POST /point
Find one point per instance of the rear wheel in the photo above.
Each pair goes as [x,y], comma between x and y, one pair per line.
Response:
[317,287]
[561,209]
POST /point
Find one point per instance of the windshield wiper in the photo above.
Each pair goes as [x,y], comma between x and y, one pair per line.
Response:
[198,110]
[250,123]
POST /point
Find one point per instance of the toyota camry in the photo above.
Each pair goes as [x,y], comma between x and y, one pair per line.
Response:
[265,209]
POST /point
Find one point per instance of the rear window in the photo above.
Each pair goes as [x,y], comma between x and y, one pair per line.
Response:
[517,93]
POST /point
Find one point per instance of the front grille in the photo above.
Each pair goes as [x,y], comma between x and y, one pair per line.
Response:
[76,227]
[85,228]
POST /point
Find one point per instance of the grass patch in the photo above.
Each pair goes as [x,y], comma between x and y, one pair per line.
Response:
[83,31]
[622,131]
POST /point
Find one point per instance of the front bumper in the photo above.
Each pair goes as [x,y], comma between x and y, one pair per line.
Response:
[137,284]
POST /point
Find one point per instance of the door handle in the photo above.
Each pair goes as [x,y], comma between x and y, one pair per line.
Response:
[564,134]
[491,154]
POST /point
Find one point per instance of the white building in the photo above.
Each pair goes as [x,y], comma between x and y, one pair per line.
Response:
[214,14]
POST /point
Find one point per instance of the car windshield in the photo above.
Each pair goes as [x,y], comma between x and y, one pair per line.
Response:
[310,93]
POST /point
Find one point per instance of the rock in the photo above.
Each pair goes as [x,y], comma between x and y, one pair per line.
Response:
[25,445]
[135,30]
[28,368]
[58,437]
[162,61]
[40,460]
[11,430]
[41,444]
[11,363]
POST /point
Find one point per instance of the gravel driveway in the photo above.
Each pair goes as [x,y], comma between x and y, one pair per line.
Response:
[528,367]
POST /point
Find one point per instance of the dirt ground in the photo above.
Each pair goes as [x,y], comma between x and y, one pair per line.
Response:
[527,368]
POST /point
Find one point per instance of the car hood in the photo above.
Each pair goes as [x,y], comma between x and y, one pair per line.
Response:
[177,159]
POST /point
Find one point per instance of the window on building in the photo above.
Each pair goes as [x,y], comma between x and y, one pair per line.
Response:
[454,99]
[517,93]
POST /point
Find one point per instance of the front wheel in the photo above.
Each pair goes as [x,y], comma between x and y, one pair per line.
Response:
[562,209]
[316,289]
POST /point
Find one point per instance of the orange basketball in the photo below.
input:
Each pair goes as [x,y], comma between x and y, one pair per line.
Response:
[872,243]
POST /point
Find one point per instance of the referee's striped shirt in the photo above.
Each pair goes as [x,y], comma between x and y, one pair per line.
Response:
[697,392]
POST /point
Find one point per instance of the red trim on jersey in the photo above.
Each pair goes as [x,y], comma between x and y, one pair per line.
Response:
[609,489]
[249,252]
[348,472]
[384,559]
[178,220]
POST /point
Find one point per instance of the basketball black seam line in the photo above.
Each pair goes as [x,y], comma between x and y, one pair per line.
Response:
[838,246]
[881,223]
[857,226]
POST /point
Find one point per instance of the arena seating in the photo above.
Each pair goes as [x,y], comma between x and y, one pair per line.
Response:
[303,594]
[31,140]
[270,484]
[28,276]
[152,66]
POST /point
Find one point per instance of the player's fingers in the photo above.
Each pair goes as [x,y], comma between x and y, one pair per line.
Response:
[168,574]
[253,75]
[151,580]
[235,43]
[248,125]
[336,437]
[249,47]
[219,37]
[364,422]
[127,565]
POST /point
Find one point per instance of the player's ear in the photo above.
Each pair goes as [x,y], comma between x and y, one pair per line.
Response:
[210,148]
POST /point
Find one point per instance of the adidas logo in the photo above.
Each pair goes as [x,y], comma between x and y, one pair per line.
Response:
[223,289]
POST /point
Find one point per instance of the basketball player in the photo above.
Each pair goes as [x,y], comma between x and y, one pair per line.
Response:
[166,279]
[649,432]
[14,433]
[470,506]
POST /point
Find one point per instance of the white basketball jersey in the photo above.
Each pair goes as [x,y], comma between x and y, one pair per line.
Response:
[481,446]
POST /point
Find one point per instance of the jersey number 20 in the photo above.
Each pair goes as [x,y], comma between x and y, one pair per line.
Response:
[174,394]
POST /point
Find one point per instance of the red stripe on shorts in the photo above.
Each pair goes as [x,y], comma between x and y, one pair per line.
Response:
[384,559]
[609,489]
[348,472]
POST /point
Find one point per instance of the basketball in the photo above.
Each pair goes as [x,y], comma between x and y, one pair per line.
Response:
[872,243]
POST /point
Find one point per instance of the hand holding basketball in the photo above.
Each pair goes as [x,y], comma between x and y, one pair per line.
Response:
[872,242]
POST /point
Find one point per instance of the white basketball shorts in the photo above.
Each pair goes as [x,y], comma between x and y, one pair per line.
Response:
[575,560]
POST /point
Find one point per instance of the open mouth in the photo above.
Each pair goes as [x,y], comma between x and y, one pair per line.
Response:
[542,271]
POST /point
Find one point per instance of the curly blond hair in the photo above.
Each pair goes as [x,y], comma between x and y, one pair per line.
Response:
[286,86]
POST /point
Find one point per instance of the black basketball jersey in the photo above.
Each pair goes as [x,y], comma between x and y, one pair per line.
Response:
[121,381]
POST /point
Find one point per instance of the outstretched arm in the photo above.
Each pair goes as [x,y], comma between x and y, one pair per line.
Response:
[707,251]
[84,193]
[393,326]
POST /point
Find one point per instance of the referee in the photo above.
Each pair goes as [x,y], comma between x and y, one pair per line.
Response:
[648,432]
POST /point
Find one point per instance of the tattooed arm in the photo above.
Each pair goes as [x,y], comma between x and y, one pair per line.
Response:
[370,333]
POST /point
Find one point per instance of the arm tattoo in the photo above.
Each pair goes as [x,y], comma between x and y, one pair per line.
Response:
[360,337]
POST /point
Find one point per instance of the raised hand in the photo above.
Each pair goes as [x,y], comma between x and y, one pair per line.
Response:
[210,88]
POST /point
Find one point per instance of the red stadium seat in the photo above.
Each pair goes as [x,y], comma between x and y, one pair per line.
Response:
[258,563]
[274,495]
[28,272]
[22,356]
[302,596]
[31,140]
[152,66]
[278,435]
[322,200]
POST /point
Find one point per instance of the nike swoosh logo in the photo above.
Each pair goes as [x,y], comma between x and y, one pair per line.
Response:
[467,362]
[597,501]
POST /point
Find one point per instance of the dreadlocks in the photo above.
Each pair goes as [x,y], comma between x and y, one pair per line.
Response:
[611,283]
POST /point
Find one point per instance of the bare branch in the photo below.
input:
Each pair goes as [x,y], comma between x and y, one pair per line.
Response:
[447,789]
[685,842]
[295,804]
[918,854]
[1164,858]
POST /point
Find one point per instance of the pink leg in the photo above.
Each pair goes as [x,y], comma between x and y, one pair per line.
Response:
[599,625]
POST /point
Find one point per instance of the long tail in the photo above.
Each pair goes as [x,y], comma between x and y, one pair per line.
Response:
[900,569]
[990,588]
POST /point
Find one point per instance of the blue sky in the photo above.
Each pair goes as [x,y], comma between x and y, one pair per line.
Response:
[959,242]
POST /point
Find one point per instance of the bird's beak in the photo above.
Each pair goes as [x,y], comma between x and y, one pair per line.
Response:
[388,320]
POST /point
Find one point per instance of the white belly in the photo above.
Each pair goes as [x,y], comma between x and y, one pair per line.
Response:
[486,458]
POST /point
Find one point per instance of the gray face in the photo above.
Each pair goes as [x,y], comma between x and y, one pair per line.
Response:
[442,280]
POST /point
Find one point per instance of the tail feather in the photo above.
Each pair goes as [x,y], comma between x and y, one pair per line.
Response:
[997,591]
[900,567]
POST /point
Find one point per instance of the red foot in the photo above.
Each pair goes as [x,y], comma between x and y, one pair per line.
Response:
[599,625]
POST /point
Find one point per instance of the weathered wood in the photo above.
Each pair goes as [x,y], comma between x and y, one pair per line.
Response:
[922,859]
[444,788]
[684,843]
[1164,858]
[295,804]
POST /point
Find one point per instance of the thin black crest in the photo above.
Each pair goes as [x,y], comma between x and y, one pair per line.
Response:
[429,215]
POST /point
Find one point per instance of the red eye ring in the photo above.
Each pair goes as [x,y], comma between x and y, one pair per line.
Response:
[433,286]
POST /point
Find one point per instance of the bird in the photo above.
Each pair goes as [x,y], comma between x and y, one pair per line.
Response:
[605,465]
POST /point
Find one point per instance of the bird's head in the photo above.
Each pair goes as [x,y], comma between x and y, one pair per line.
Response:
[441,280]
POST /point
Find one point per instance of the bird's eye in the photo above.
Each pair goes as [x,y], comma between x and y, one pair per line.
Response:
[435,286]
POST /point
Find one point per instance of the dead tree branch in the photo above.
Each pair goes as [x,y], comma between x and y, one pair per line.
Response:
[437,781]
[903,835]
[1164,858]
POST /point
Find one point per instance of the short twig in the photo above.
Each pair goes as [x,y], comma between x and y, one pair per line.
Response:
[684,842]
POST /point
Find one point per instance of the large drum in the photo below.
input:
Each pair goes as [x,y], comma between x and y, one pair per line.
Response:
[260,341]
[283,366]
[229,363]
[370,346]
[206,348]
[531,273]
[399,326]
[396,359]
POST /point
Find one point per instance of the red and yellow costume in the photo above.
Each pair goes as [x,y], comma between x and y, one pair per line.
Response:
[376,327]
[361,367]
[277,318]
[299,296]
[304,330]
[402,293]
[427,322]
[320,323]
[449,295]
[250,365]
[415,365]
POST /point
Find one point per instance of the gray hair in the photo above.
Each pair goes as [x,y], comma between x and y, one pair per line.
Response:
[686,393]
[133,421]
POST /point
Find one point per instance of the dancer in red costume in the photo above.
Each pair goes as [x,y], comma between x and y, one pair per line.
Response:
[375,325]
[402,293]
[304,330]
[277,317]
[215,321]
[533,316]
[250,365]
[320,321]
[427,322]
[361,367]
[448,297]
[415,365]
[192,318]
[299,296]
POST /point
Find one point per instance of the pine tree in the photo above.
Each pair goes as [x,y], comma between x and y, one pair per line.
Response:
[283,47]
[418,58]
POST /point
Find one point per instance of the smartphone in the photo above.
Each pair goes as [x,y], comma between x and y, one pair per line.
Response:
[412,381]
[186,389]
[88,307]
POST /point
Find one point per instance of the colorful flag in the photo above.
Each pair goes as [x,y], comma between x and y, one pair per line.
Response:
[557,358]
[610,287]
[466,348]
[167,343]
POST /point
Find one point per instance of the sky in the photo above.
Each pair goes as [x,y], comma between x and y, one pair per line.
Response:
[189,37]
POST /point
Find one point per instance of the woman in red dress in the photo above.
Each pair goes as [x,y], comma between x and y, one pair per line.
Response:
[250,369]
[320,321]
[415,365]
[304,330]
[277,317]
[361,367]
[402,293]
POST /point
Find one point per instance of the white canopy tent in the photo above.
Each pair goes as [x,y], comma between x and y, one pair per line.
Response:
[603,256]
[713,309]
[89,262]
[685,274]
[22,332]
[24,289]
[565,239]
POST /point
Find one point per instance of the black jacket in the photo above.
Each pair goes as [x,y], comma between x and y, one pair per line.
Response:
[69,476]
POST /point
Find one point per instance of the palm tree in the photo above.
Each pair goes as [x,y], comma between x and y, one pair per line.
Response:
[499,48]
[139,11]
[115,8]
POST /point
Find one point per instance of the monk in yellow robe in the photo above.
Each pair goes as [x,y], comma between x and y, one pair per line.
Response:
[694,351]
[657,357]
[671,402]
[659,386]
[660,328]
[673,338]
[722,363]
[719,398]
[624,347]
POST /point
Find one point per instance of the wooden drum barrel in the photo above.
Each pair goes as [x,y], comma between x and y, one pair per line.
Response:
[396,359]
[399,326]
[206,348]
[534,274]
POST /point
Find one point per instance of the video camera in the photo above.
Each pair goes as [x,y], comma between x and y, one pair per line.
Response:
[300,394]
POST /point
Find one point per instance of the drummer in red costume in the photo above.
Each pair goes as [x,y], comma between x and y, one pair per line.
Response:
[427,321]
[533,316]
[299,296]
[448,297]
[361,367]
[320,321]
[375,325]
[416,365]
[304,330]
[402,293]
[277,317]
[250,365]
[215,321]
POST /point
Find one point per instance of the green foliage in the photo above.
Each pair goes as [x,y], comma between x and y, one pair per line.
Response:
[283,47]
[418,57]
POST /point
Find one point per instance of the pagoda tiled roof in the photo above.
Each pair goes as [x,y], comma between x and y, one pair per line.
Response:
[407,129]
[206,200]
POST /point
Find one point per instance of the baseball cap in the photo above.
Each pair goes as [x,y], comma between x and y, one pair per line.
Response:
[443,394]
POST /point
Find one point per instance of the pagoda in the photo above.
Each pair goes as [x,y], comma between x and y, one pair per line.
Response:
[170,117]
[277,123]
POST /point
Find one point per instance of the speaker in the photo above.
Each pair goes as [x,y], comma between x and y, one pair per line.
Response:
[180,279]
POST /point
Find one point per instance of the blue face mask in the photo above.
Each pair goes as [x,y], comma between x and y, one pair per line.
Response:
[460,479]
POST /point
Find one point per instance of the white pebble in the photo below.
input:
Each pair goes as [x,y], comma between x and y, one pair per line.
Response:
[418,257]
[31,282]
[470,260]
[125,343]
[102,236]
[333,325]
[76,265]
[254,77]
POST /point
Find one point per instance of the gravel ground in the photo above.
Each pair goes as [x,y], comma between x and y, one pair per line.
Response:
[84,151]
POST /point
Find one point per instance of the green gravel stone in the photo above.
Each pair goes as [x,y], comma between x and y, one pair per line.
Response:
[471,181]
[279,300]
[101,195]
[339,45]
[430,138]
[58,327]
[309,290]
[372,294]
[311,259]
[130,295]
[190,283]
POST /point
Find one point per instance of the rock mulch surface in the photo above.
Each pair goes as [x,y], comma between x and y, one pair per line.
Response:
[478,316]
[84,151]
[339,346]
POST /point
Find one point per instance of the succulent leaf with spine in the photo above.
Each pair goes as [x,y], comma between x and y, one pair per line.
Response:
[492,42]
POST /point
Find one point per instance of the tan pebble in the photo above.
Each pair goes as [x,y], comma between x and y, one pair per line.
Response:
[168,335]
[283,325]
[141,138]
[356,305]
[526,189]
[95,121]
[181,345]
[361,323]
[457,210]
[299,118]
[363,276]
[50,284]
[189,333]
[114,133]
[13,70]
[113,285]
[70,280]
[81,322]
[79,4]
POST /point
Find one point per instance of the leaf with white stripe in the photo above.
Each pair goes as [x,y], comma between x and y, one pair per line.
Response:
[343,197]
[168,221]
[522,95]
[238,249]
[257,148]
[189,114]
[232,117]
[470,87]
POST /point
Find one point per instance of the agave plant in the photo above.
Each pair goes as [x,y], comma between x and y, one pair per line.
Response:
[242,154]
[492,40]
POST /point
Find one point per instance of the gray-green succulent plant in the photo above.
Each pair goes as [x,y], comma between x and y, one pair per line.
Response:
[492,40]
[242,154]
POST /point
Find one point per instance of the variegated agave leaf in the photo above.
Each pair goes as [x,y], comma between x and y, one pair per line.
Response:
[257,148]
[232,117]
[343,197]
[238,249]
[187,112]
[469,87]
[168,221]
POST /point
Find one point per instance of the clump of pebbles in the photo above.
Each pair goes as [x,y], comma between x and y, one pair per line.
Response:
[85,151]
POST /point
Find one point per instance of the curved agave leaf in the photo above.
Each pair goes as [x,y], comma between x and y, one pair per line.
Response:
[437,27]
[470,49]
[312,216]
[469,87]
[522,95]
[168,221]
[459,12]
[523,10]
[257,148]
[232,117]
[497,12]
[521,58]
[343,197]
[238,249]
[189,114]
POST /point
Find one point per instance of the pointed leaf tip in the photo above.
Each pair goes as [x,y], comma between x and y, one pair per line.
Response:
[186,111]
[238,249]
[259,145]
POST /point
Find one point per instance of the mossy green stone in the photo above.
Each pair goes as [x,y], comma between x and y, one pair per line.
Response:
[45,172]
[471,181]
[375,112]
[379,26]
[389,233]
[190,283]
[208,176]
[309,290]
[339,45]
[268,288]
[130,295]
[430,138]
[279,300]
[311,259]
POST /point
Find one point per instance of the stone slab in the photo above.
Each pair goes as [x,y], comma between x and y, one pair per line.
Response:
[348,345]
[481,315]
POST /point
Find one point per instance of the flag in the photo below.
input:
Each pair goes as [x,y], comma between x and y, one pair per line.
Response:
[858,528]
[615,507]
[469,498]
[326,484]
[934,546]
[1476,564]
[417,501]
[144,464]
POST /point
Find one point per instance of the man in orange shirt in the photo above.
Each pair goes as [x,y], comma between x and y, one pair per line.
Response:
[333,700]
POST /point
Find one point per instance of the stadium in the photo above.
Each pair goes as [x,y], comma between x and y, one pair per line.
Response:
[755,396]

—————

_How to complete this task_
Your reply is to repeat, unchanged, the lines above running from the one with "Find one point per instance of the referee's" up to and including the one with "Find one point per instance of the player's fingers".

_Solution to this exercise_
Find one point per instance of the referee's striped shirt in the photo above.
Each pair goes as [x,y], comma between x and y, one pair per line.
Response:
[697,392]
POST /point
Find one point per instance of the red trim on jersey in the photo above.
Each pair goes as [x,y], comma between x and y, one pair per line.
Response:
[609,489]
[249,252]
[348,472]
[384,559]
[178,220]
POST /point
Find one point per instance of the basketball black seam line in the photo above.
Each pair goes as [x,y], comma between x and y, one pair per line.
Response:
[838,246]
[881,223]
[857,226]
POST /point
Find one point per instance of the arena seating in the photo above.
Each pair goes as [x,y], comma between x and y, one pair per line.
Response:
[303,594]
[31,140]
[270,484]
[28,276]
[152,66]
POST /point
Find one point per instance of the player's fingers in the photo above.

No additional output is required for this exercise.